— WHAT YOU HAVE TO DO —
Where the line containing "negative clicks: (171, 51) (149, 49)" appears in the records below, begin there and output each line verbatim through the last line.

— DATA FOR THIS EXERCISE —
::::::::

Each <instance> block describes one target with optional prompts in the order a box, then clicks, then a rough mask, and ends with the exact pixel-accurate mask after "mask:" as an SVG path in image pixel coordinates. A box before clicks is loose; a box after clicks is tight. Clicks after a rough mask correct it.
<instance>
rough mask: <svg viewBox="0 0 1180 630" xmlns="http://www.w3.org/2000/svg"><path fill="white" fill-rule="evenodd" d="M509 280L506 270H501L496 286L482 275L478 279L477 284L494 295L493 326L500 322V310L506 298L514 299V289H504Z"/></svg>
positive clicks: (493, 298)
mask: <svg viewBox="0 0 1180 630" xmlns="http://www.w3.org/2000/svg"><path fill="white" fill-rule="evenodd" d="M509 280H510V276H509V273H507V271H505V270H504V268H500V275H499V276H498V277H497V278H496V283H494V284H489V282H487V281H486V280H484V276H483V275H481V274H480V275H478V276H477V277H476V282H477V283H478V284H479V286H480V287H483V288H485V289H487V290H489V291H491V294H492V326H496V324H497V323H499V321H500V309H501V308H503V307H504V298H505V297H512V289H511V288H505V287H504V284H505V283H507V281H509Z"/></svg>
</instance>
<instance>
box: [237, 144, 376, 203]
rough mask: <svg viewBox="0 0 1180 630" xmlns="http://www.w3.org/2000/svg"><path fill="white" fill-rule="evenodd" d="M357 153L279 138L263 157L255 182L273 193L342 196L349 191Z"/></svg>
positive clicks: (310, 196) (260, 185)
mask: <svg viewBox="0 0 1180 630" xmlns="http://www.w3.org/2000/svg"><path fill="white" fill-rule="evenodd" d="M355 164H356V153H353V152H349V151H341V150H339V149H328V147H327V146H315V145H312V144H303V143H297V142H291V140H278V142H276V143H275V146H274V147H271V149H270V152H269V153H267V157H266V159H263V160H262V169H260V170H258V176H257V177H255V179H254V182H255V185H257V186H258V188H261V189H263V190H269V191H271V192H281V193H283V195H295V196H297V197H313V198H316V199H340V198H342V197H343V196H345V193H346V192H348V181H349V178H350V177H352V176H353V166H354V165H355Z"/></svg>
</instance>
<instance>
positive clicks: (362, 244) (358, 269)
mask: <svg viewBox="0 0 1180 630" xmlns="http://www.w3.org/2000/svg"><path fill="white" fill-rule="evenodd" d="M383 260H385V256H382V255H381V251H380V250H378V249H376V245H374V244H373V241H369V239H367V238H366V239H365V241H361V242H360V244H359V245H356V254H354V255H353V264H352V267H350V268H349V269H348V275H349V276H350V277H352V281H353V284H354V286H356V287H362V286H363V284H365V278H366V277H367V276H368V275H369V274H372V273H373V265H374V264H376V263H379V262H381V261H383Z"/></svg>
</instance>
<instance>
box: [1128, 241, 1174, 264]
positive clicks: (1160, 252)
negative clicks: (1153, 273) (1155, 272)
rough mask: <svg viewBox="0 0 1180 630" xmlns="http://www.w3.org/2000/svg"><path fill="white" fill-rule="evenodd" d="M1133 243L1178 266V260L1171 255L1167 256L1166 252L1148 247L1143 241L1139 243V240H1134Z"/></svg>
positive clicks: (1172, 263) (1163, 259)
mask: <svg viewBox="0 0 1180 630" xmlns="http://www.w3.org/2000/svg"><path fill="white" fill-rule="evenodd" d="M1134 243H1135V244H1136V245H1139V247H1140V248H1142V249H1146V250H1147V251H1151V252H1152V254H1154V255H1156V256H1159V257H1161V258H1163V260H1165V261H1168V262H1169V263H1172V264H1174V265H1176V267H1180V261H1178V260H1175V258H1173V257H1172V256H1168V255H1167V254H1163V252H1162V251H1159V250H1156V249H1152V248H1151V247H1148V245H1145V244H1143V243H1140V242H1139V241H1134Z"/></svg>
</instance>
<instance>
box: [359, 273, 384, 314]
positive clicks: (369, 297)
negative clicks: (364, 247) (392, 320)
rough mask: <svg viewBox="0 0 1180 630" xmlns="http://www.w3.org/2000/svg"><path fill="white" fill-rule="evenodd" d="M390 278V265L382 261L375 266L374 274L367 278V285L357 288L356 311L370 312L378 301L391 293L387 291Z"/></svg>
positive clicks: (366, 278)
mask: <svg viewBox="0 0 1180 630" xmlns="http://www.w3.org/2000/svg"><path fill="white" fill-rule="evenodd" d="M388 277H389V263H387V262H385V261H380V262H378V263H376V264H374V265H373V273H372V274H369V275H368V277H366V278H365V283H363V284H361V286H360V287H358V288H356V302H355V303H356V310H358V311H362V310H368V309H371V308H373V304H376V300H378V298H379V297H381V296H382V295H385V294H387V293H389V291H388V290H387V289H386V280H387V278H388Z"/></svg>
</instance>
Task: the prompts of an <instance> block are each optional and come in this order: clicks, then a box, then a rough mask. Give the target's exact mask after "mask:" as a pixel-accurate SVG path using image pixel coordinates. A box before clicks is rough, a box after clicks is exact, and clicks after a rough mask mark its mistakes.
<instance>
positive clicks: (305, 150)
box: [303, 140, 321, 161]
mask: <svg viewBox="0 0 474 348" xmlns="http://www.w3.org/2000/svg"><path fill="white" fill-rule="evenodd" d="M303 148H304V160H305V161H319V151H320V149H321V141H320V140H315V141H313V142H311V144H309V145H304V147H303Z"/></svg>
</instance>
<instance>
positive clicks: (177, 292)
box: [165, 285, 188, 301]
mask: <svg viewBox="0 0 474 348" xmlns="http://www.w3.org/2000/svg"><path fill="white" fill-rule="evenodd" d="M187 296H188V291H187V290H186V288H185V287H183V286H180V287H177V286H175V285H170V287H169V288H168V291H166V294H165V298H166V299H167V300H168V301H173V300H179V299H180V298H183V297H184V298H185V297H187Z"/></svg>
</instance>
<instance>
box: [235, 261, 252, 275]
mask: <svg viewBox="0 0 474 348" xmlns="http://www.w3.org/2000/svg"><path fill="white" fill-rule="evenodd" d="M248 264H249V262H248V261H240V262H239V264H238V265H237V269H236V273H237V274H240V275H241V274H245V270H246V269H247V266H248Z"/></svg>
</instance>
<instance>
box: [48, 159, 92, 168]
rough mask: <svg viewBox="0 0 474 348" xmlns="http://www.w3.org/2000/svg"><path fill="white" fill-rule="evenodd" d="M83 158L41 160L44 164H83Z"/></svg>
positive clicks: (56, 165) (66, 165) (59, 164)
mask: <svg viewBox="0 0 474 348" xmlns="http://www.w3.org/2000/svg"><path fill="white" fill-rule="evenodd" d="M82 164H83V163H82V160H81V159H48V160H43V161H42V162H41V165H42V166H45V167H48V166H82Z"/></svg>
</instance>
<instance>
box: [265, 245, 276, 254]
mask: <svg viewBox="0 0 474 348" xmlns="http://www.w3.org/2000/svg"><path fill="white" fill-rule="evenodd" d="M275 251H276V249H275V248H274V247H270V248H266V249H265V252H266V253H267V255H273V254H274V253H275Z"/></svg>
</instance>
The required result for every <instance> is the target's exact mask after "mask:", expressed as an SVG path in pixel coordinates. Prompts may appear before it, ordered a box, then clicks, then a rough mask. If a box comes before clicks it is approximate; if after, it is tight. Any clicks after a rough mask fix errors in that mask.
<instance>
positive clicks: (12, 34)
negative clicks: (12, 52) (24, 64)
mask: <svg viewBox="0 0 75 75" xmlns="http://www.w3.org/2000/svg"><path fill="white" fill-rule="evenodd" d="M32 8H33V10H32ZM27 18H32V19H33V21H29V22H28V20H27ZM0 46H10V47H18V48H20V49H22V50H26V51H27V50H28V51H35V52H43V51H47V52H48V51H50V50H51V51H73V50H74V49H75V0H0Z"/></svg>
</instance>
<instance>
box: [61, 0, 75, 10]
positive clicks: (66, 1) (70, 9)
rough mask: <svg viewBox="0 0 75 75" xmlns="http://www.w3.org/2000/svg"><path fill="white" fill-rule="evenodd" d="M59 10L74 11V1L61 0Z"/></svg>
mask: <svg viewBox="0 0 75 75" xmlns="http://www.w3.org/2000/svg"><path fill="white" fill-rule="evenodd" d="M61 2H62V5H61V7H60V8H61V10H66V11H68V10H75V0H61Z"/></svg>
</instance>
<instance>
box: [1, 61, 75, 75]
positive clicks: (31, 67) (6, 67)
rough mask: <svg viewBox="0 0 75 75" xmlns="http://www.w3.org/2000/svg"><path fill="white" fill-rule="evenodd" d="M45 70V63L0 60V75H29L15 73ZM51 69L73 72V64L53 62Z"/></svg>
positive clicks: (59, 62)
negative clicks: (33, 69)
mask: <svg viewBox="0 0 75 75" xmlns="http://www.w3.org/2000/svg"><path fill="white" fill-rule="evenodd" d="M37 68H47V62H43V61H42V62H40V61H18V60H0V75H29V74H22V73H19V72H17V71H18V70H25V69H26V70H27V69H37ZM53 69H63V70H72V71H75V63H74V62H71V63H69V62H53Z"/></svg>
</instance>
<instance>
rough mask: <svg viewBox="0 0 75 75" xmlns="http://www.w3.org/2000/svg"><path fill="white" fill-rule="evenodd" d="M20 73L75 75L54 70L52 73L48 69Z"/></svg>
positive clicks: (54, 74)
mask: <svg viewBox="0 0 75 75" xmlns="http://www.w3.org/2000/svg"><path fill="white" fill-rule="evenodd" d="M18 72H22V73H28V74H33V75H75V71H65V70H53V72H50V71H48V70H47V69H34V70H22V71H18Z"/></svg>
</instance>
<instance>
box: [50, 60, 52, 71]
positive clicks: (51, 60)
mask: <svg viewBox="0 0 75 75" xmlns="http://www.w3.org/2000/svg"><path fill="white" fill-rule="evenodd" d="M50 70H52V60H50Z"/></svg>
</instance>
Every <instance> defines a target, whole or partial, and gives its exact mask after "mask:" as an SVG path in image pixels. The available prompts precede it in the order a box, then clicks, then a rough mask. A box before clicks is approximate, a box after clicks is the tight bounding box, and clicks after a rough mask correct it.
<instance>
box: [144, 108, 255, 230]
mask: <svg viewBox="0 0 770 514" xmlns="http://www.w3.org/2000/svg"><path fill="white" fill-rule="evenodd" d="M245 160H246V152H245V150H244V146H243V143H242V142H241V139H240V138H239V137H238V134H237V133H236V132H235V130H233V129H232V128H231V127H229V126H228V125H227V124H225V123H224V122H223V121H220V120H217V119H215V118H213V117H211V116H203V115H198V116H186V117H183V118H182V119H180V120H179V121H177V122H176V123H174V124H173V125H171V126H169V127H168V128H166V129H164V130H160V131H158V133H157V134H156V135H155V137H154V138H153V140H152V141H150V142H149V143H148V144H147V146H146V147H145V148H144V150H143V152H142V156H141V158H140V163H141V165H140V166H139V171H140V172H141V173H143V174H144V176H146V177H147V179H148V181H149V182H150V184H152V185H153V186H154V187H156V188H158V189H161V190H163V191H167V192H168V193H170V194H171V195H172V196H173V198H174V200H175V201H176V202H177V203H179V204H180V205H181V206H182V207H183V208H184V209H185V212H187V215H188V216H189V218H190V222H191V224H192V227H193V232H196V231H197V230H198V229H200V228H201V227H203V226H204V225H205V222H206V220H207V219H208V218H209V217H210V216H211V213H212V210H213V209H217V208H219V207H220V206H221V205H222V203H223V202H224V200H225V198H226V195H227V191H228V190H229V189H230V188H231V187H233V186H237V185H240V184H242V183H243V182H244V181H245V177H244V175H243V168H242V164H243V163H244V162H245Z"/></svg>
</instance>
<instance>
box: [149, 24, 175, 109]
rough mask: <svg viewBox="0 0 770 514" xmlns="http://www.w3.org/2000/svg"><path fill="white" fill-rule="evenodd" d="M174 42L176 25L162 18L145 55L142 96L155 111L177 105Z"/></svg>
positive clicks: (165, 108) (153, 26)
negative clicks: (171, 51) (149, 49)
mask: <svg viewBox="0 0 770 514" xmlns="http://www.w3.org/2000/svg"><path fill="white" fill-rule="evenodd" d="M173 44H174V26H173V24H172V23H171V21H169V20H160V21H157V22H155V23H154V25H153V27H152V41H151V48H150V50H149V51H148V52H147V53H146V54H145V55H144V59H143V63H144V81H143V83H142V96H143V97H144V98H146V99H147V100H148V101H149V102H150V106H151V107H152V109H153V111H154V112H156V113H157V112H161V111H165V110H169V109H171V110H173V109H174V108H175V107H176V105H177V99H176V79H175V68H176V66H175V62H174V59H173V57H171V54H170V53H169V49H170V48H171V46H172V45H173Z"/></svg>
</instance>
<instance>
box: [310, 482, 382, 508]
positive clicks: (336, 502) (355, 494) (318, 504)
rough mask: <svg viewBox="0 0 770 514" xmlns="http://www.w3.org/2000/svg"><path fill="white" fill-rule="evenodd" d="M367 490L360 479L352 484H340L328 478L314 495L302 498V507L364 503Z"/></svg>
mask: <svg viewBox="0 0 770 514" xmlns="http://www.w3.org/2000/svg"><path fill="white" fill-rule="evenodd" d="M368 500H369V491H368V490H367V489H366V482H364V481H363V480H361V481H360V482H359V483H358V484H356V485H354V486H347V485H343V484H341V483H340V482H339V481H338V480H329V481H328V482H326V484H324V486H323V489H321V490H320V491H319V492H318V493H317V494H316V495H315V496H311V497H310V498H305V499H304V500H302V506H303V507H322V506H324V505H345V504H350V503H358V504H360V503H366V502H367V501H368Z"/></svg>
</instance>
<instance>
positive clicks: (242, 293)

::::::::

— WRITTEN RESPONSE —
negative clicks: (171, 51) (149, 49)
mask: <svg viewBox="0 0 770 514" xmlns="http://www.w3.org/2000/svg"><path fill="white" fill-rule="evenodd" d="M173 44H174V26H173V24H172V23H171V21H169V20H160V21H157V22H155V23H154V25H153V27H152V41H151V48H150V50H149V51H148V52H147V53H146V54H145V55H144V59H143V63H144V81H143V83H142V96H143V97H144V98H146V99H147V100H148V101H149V102H150V106H151V107H152V109H153V111H154V112H156V113H157V112H161V111H165V110H169V109H171V110H173V109H174V108H175V107H176V105H177V99H176V79H175V68H176V66H175V62H174V59H173V57H171V54H170V53H169V49H170V48H171V46H172V45H173Z"/></svg>
</instance>
<instance>
box: [310, 482, 382, 508]
positive clicks: (336, 502) (355, 494) (318, 504)
rough mask: <svg viewBox="0 0 770 514" xmlns="http://www.w3.org/2000/svg"><path fill="white" fill-rule="evenodd" d="M367 490L360 479L352 484H340L328 478L314 495L302 498V507L364 503Z"/></svg>
mask: <svg viewBox="0 0 770 514" xmlns="http://www.w3.org/2000/svg"><path fill="white" fill-rule="evenodd" d="M368 500H369V491H368V490H367V489H366V482H364V481H363V480H361V481H360V482H359V483H358V484H356V485H354V486H347V485H343V484H341V483H340V482H339V481H338V480H329V481H328V482H326V484H324V486H323V489H321V490H320V491H319V492H318V493H317V494H316V495H315V496H311V497H310V498H305V499H304V500H302V506H303V507H322V506H324V505H345V504H350V503H358V504H360V503H366V502H367V501H368Z"/></svg>
</instance>
<instance>
positive clicks: (242, 293)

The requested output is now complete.